* [AIM OF THE EXERCISE]
Give the entries between the lines holding "target: ceiling fan blade" and "112], [276, 112]]", inclusive, as a two-column CSV headed text and answer. Put each entry on its own row, with its text and its answer each in a quoted field and line breaks replaced by spaces.

**** SUPPLIED ENTRIES ****

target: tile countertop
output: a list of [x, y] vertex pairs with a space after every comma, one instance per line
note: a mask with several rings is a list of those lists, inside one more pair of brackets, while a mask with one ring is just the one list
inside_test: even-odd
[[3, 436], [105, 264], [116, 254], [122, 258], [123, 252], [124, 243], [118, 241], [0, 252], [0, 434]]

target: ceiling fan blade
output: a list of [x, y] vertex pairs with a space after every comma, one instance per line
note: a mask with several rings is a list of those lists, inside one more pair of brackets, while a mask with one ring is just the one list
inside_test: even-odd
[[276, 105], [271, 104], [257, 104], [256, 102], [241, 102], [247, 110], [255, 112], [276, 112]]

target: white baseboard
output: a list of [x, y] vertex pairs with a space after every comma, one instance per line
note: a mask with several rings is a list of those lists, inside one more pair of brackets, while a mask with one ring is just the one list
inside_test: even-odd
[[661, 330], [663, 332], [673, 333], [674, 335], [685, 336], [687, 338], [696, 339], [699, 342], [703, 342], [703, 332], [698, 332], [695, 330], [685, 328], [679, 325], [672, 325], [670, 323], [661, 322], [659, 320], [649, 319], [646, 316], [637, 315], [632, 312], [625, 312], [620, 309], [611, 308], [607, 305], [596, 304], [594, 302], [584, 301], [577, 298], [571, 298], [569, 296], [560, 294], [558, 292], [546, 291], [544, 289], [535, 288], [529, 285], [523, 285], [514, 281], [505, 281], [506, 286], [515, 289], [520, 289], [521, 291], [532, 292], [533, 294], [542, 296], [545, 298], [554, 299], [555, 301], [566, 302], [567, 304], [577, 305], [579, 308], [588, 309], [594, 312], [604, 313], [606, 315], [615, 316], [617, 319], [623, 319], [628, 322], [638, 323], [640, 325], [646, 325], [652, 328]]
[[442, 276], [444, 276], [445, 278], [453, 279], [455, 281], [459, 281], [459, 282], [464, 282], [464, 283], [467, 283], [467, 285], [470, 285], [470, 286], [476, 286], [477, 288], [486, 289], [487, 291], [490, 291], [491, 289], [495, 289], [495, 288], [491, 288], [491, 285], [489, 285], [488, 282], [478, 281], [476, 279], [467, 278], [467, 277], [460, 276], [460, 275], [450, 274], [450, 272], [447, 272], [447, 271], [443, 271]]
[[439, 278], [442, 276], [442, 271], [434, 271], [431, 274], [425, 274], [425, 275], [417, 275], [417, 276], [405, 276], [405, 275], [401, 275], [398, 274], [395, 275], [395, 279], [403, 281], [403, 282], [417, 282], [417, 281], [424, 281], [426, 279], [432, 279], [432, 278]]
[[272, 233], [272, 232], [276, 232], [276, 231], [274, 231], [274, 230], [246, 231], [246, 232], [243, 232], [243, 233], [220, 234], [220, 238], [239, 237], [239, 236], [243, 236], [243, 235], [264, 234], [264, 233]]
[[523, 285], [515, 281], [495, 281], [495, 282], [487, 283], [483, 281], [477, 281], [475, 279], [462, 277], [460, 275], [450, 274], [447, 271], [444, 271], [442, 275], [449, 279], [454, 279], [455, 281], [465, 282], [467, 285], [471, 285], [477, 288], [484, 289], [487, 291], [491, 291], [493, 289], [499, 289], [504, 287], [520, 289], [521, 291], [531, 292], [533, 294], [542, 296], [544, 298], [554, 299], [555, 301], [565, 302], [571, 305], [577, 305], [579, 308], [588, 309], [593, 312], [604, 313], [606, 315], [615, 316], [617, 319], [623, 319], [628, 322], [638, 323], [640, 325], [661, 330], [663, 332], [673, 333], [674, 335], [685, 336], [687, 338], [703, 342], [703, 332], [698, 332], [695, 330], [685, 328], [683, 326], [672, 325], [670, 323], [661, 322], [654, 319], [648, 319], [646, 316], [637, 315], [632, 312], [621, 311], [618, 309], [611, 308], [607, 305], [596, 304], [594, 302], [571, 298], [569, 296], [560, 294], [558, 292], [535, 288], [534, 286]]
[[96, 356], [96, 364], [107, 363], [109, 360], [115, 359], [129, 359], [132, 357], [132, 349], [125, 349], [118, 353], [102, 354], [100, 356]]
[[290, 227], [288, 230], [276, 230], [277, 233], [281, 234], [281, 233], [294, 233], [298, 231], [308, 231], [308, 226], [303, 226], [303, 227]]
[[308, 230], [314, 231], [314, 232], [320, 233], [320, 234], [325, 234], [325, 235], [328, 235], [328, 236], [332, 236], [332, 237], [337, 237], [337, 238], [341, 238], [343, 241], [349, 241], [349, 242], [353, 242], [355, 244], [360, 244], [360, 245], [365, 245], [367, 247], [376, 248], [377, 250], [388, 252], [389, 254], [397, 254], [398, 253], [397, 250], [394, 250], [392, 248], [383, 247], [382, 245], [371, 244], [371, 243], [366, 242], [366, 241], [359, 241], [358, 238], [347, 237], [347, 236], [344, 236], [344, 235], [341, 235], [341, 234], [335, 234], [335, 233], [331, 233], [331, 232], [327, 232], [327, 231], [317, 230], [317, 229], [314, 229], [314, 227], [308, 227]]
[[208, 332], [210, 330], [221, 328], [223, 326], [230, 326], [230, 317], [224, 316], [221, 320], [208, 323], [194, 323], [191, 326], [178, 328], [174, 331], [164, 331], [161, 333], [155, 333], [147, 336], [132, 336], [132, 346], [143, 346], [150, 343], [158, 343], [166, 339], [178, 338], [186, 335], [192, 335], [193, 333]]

****

* [TASK ANSWER]
text,answer
"target: ceiling fan blade output: a list of [x, y] vertex pairs with a space after every comma, one instance per line note: a mask with several rings is a list of those lists, inside one more pair of brackets, while a mask with one ring is just the one list inside_test: even-odd","[[276, 105], [271, 104], [257, 104], [256, 102], [241, 102], [247, 110], [255, 112], [276, 112]]"